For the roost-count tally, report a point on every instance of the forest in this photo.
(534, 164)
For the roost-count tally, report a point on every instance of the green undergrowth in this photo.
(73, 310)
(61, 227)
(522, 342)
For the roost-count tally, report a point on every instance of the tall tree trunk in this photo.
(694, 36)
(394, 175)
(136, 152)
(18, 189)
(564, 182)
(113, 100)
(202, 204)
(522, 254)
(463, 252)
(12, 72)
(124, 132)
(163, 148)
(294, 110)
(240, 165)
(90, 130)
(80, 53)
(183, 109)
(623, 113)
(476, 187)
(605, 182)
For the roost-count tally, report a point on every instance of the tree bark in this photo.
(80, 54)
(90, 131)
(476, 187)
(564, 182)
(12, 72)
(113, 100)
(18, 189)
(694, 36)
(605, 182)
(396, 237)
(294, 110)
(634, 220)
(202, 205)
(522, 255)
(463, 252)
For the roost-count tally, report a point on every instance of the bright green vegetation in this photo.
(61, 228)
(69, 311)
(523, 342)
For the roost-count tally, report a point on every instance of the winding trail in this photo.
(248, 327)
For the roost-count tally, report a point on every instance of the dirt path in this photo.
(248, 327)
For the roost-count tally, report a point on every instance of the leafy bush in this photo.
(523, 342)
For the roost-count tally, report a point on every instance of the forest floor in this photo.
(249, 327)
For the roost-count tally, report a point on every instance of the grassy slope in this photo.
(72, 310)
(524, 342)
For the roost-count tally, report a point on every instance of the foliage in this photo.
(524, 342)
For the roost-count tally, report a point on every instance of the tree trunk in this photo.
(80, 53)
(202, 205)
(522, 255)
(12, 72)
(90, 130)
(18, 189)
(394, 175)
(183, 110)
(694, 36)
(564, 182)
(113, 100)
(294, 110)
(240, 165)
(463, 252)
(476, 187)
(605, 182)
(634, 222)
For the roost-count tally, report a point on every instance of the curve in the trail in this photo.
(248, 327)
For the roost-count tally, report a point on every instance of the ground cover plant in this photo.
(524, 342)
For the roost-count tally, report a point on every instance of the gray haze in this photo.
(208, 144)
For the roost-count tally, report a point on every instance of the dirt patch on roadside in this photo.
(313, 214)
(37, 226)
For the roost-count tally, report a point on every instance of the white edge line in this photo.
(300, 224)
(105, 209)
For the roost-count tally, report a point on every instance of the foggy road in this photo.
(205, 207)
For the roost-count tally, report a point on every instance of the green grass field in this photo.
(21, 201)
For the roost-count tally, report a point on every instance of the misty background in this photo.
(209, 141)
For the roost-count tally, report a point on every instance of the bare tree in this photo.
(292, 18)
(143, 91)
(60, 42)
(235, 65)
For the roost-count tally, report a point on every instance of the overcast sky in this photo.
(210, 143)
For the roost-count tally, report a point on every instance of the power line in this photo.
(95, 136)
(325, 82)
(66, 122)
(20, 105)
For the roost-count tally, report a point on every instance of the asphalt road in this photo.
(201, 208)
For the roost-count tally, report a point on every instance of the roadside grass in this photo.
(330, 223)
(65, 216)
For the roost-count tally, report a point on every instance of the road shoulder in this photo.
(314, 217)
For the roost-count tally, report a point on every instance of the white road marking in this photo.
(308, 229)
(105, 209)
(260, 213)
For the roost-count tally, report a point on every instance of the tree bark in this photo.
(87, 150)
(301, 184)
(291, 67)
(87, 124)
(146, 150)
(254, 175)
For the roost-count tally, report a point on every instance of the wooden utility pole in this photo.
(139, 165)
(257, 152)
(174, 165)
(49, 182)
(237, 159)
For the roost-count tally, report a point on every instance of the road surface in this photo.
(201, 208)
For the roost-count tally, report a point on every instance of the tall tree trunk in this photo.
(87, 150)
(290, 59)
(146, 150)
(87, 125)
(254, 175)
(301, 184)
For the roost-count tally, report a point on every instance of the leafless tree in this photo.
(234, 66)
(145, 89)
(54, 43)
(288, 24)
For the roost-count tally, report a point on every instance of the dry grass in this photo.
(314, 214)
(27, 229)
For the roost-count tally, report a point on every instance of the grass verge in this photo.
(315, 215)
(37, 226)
▬▬▬▬▬▬
Exercise => Quote every line of the data, word for word.

Answer =>
For the roost-count tally, report a point on every instance of the forest in this photo.
(534, 164)
For the roost-count tally, report a point on every instance of the green undergrowth in this photo.
(73, 310)
(61, 227)
(522, 342)
For the roost-count tally, report a point on every instance of the tall tree trunk in this photo.
(694, 36)
(394, 175)
(136, 152)
(18, 189)
(564, 182)
(113, 100)
(202, 204)
(522, 254)
(463, 252)
(12, 72)
(124, 132)
(163, 148)
(294, 110)
(240, 165)
(90, 130)
(80, 53)
(183, 109)
(623, 113)
(476, 187)
(605, 182)
For the roost-count tally, report a point on every instance of the tree bark in this photo.
(80, 54)
(90, 131)
(476, 187)
(564, 182)
(12, 72)
(113, 100)
(18, 189)
(694, 36)
(605, 182)
(396, 237)
(294, 110)
(634, 220)
(202, 205)
(522, 255)
(463, 252)
For the roost-count tally, report a point on every instance of the bright green vegetation in this photo.
(61, 228)
(69, 311)
(523, 342)
For the roost-count tally, report a point on every instance of the winding trail in this photo.
(248, 327)
For the roost-count tally, report a point on every instance of the dirt path in this photo.
(248, 327)
For the roost-count tally, report a point on every instance of the leafy bush in this photo.
(523, 342)
For the roost-count tally, report a point on every instance of the forest floor in this photo.
(249, 327)
For the roost-count tally, report a point on every instance of the grassy slope in this photo.
(72, 310)
(524, 342)
For the roost-count tally, report a point on every instance of the foliage in this photo.
(524, 342)
For the roost-count tally, report a point on every instance of the tree trunk in this photo.
(80, 53)
(202, 205)
(522, 255)
(12, 72)
(90, 130)
(18, 189)
(394, 175)
(183, 110)
(694, 36)
(564, 182)
(113, 100)
(294, 110)
(240, 165)
(463, 252)
(476, 187)
(605, 182)
(634, 222)
For the roost-count tally, report a point on every instance of the curve in the trail in this photo.
(248, 327)
For the roost-count tally, report a point on every instance of the ground cover plant in this photo.
(524, 342)
For the roost-count tally, report a point on every instance of the gray haze in this photo.
(208, 144)
For the roost-count tally, report a point on every instance of the dirt patch on roadside in this photo.
(313, 214)
(37, 226)
For the roost-count tally, report a point on every instance of the white edge line in this photo.
(300, 224)
(105, 209)
For the roost-count tally, report a point on every instance of the foggy road in this photo.
(205, 207)
For the roost-count tally, report a point on every instance of the green grass field in this photo.
(21, 201)
For the roost-count tally, report a point on every instance of the misty background in this photo.
(209, 141)
For the roost-count tally, report a point on every instance of the bare tree in this photo.
(292, 18)
(143, 91)
(60, 42)
(235, 65)
For the roost-count tally, report a point on every instance of the overcast sky in this photo.
(210, 143)
For the roost-count tally, report a point on every instance of the power line in this photo.
(95, 136)
(325, 82)
(66, 122)
(20, 105)
For the roost-count tally, report a point on every instance of the asphalt road in this photo.
(201, 208)
For the roost-count tally, report a point on every instance of the roadside grass in this photo.
(330, 223)
(65, 216)
For the roost-count tally, report a point on every instance of the road shoulder in this photo.
(314, 217)
For the roost-count tally, report a point on every instance of the white road marking in this photo.
(308, 229)
(105, 209)
(260, 213)
For the roost-count tally, report a point on every instance of the tree bark in this photo.
(87, 150)
(301, 184)
(291, 67)
(87, 124)
(146, 150)
(254, 175)
For the roost-count tally, report a point on every instance of the wooden utility pole in this photo.
(139, 165)
(257, 152)
(174, 165)
(49, 182)
(237, 159)
For the roost-count tally, report a point on every instance of the road surface in this photo.
(201, 208)
For the roost-count tally, report a point on every instance of the tall tree trunk in this photo.
(87, 150)
(290, 59)
(146, 150)
(87, 125)
(254, 175)
(301, 184)
For the roost-count tally, report a point on every instance of the leafless tree in this photo.
(234, 66)
(145, 89)
(54, 43)
(288, 24)
For the roost-count tally, report a point on every instance of the dry grass in this photo.
(314, 214)
(27, 229)
For the roost-count tally, report a point on every instance of the grass verge in this photo.
(315, 215)
(37, 226)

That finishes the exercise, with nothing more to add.